• [Task description]:
Each line below should be quoted exactly, please.
— Begin Excerpted data —
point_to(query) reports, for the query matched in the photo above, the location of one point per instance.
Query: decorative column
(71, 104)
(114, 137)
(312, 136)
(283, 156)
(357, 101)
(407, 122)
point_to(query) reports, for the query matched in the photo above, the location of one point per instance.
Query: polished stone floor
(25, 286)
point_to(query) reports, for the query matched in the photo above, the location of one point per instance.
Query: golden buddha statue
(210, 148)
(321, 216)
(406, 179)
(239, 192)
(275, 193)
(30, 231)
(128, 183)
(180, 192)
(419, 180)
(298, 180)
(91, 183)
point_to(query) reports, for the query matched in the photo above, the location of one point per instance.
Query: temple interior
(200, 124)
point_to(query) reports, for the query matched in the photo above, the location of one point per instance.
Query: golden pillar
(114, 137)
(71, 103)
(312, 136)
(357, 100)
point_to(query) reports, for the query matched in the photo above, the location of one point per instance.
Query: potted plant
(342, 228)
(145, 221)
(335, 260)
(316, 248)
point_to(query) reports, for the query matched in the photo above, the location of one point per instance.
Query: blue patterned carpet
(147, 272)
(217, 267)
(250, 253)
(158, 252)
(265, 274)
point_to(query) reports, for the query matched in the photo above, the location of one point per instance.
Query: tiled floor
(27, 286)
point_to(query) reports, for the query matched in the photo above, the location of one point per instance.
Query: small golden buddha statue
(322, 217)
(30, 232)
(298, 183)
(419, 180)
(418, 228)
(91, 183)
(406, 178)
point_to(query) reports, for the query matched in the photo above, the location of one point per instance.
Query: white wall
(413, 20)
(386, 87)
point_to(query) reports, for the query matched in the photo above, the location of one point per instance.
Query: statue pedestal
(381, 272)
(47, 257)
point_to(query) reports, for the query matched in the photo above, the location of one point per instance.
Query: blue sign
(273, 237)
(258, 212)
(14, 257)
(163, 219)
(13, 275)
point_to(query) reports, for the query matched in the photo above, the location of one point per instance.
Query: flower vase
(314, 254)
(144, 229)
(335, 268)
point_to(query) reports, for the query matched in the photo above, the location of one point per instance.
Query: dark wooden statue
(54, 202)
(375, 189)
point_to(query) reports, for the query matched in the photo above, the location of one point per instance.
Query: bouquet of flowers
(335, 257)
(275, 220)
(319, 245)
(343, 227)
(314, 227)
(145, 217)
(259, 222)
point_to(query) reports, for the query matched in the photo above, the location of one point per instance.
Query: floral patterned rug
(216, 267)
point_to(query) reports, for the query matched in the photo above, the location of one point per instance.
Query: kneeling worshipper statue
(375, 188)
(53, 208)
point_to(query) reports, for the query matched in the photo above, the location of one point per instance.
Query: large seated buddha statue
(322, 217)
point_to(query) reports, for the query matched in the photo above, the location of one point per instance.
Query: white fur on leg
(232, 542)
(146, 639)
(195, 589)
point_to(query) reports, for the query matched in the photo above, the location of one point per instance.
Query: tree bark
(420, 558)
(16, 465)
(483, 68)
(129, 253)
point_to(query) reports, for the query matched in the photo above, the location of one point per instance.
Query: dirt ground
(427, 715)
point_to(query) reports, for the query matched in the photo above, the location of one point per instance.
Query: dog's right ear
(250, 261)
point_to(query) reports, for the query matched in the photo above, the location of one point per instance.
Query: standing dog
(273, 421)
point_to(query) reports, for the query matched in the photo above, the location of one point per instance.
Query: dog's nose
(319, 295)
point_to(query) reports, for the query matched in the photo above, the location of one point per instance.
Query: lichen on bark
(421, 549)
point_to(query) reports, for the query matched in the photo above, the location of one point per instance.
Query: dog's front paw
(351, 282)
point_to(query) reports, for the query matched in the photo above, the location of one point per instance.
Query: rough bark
— End Excerpted data —
• [Result]:
point_to(query) reports, for the query matched in the photo above, the location of one point per instance.
Query: decorative column
(71, 104)
(114, 137)
(312, 136)
(283, 156)
(357, 101)
(407, 122)
point_to(query) reports, for the query matched in the photo above, the location of one point per instance.
Query: polished stone floor
(25, 286)
point_to(query) reports, for the query matched in the photo above, the location of one point per instance.
Query: golden buddha statue
(210, 148)
(321, 216)
(406, 179)
(239, 192)
(275, 193)
(30, 231)
(128, 183)
(180, 192)
(419, 180)
(298, 180)
(91, 183)
point_to(query) reports, for the query matched in the photo above, the location of one point per instance.
Query: temple interior
(200, 124)
point_to(query) reports, for the query matched in the photo above, the location of one point per instance.
Query: golden pillar
(114, 137)
(71, 103)
(312, 136)
(357, 100)
point_to(query) reports, for the query matched in the photo above, the location of one point per instance.
Query: potted plant
(342, 228)
(145, 221)
(335, 260)
(316, 248)
point_to(query) reports, for the query matched in the photo above, the location of one point per instance.
Query: blue patterned carpet
(147, 272)
(217, 267)
(250, 253)
(158, 252)
(265, 274)
point_to(query) reports, for the query matched in the photo above, the location of one point per instance.
Query: tiled floor
(27, 286)
point_to(query) reports, for the query matched in the photo above, the location of one point per instance.
Query: small golden buddha statue
(322, 217)
(30, 232)
(298, 183)
(419, 180)
(418, 228)
(91, 183)
(406, 178)
point_to(query) reports, for the query matched in the photo above, the location of one point per instance.
Query: white wall
(413, 20)
(386, 87)
point_to(query) reports, for the query matched in the photo above, the location of one point per instance.
Query: statue pedestal
(381, 272)
(47, 257)
point_to(query) reports, for the query matched in the photo above, the location of one point per instance.
Query: blue sign
(273, 237)
(258, 212)
(14, 257)
(163, 219)
(13, 275)
point_to(query) reports, for the query matched in the photo above, the location of one point per instance.
Query: flower vase
(314, 254)
(144, 229)
(335, 268)
point_to(query) reports, for the query matched in the photo above, the location of one point per instance.
Query: dark wooden statue
(54, 202)
(375, 189)
point_to(query) reports, for the query matched in the photo above, the location of one point per instance.
Query: bouquet of flowers
(335, 257)
(275, 220)
(319, 245)
(343, 227)
(314, 227)
(145, 217)
(259, 222)
point_to(query) reports, for the query matched in the photo above, the location of one point per instance.
Query: floral patterned rug
(216, 267)
point_to(query) reports, for the query matched in the photo above, the location of one point per instance.
Query: kneeling worshipper statue
(375, 188)
(53, 208)
point_to(query) reports, for the query matched in the photo above, the location of one point per instance.
Query: large seated buddha statue
(322, 217)
point_to(query) reports, for the query matched in the photo above, the location of one point per instance.
Query: white fur on leg
(232, 542)
(146, 639)
(195, 589)
point_to(query) reports, for the query matched in the photo above, the location of one point per instance.
Query: tree bark
(420, 558)
(16, 465)
(483, 68)
(129, 253)
point_to(query) reports, for the query matched in the photo above, the location of one point per instance.
Query: dirt ground
(427, 715)
point_to(query) reports, for the query matched in the photo above, the location of one point per instance.
Query: dog's right ear
(250, 261)
point_to(query) reports, for the query matched in the photo above, the location of one point per instance.
Query: standing dog
(273, 421)
point_to(query) reports, for the query matched in the photo above, the location of one point per instance.
Query: dog's nose
(319, 295)
point_to(query) reports, for the query matched in the photo above, the location of one point per instance.
Query: lichen on bark
(421, 549)
point_to(query) reports, for the query matched in the photo above, the location of one point per instance.
Query: dog's front paw
(351, 282)
point_to(query) reports, for the query matched in the photo above, the location of one point per instance.
Query: rough bark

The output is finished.